* YOUR OBJECTIVE
Format the data below as a two-column CSV with the headers instruction and coordinates, one row for each block of text together with the coordinate lines listed after it. Put each in its own double-quoted field, replacing line breaks with spaces.
════════════════════
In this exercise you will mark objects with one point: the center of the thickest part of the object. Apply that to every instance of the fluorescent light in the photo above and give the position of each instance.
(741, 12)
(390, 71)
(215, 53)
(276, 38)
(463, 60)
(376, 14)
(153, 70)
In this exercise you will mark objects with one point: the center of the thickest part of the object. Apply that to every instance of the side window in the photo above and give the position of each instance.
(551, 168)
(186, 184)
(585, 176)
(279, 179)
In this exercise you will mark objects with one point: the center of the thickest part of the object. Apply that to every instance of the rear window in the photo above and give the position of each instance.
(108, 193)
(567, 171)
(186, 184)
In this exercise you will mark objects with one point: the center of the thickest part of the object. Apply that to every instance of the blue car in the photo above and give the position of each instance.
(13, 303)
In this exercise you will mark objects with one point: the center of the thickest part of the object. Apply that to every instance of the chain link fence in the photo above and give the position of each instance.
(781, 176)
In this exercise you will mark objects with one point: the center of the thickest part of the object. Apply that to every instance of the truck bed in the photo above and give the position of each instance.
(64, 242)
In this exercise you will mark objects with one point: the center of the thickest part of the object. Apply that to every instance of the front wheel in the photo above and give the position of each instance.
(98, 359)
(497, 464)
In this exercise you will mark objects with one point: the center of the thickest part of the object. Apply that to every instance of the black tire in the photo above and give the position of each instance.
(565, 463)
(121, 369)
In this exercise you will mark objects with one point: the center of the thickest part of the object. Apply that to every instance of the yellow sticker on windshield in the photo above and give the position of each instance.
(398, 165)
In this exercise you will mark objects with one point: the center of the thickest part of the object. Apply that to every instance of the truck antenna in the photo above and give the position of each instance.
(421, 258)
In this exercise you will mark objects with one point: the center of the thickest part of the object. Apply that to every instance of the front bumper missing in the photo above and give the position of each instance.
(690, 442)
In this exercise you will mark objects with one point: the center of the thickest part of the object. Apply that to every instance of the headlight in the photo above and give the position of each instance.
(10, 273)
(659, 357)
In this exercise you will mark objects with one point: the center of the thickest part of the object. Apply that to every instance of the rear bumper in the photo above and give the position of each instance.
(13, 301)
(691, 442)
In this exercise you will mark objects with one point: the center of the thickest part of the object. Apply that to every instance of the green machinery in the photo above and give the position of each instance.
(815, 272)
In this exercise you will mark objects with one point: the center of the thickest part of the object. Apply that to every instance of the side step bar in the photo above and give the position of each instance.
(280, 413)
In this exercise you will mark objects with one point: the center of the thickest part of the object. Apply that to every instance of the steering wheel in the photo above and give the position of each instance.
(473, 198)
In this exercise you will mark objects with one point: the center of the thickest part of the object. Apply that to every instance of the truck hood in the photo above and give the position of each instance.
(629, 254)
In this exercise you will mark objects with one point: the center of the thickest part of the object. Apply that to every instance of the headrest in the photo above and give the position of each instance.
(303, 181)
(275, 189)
════════════════════
* THE ANSWER
instruction,coordinates
"In this exercise you will mark objects with one point: the center of the thickest part of the object. Apply that to every instance of the fluorescent light in the photo above and give the position of each instance.","(741, 12) (390, 71) (215, 53) (276, 38) (463, 60) (376, 14) (153, 70)"
"In this exercise you will mark objects with one point: the center of the thickest part of the object. Apply that to every instance of the side window in the photo above and give the position of each instance.","(551, 168) (186, 184) (585, 176) (279, 179)"
"In this exercise you will mark objects with one point: the center of the thickest part of the object. Apply that to every instance of the rear window in the photo above and give the position of each instance.","(108, 193) (567, 171) (186, 184)"
"In this exercise you will mark objects with one point: the center of the thickest part of the object. Apply that to every instance of the blue car in the photo above and give the position of each instance.","(13, 303)"
"In this exercise you will mark objects with one point: the center of the thickest part of the object. Apply that to every instance of the chain link fence in the photo above and give the position of each instance.","(781, 176)"
"In this exercise you will mark objects with one point: the center of the thickest part of the object. Apply that to every instance of the truck bed in the photo above and give the position of each instance.","(64, 242)"
"In this exercise you will mark objects with one point: the center of the thickest part of the object. Apply that to every instance of the front wheel in the photo above and give the position of each instance.","(98, 359) (497, 464)"
"In this exercise you will mark objects with one point: the center of the thickest part of the object. Apply that to every instance of the black tire in the photo above and give the position of each instance.","(565, 463) (121, 369)"
"In this exercise you will mark objects with one point: the center of the thickest part of the object. Apply that to every instance of the yellow sticker on windshield in the photo above and give the position of each instance.","(398, 165)"
"In this exercise you will mark objects with one point: the center of the thickest part of the object. Apply that to every instance of the truck antenna in the photo above and give the position of each instance.","(421, 258)"
"In this exercise you will mark objects with one point: the center of the thickest part of the object. Apply that to every instance of the front bumper missing in the photo above and give the position of each instance.","(690, 442)"
"In this exercise you will mark objects with one point: the center of the thickest part of the object. Apply that to every instance of the headlight in the photo above and give the position of each instance.","(10, 273) (659, 357)"
"In this exercise you will mark objects with one point: the center of the thickest part of the object. Apply that to every instance of the rear bumper in the photo above and give the position of each instance.","(13, 301) (691, 442)"
"In this exercise you will mark objects with one point: the center of the thickest part of the object. Apply that to every instance of the green machinery in the photo above and give the position of each instance.","(815, 272)"
"In this exercise you will mark objects with one point: the center of the thickest part of the object. Apply that to every instance of the side step bar in the photo above and give the position of each instance.","(280, 413)"
"In this exercise you will mark objects with one point: the center of the thickest part of the object. Apply that to every instance of the steering wheel in the photo above and give the position of each instance.","(473, 198)"
"In this exercise you will mark objects with one point: the center of the thickest part of the object. Apply that to every instance of the truck hood in the photo above and give the position of each instance.","(629, 254)"
"In this exercise you will mark objects with one point: the center of the thickest part of the object. Apply that to every instance of the headrest in the photo above and give the position of each instance.","(303, 181) (275, 189)"